And in verse 24 it concludes with:–
“So Moses spoke to Aaron, and to his sons, and to all the children of Israel.”
Note the statement at the end of the first quotation referring to a man who has “damaged testicles” being unacceptable to Jehovah, a state emphasised in Deuteronomy chapter 23, v. 1, where it says:–
“he that is a eunuch, whether he have been crushed or cut, shall not come into the congregation of Jehovah.”
This makes clear that, although they were not voluntary, overt sinners, castrated men were not acceptable to god since they were damaged and therefore unqualified. For that reason, castration would not have been practiced in ancient Israel since it would have damaged a man’s relationship with god, a very serious matter. Anyone participating in such a practice would have born responsibility for another person being rendered damaged in god’s eyes, unable to approach him, a most reprehensible sin for any voluntary participant, whether they were performing the castration or submitting to it.

* _Exercise_
Carry on the commentary on castration in ancient Israel, picking up after its last sentence. The material that comes next has no connection to the commentary on castration in ancient Israel.

* _Entries_

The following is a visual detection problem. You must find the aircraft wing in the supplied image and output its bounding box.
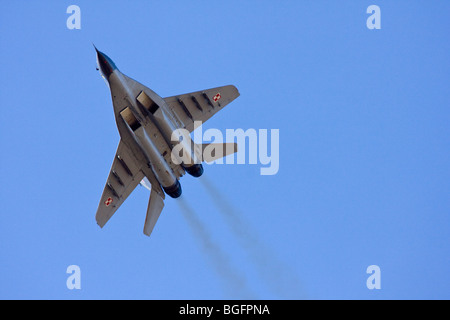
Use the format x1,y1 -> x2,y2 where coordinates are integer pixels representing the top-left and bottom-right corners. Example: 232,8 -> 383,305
95,140 -> 144,228
164,85 -> 239,132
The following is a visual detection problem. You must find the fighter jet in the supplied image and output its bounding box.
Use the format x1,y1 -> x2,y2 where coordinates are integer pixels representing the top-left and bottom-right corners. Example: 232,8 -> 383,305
94,46 -> 239,236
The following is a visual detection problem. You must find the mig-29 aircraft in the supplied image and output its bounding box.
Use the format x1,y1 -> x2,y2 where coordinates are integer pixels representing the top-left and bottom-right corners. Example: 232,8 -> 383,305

* _Answer to this task_
Under these circumstances, expecting the bible to contain comments on something not practiced in Israel is completely unreasonable. Of course eunuchs in the castrated sense were not condemned, but that was because castration was not generally done. As a consequence they would not be specifically identified as sinners because no Israelite would submit to it nor carry it out on another man. It must surely be self evident that making someone else, or yourself, unqualified to approach god would be a gross sin and would have been avoided. What we do know absolutely for sure is that those who were genitally damaged for any reason were unacceptable and not allowed to approach god in service.
Jesus, on the other hand, emphasised a different way, one in which anyone who called on the name of god would be blessed. Yes, that includes homosexuals, so why should we be so adamant that Jesus would never say that homosexuals could be born that way. Since they have been forgiven anyway, like the rest of us, what could it possibly matter.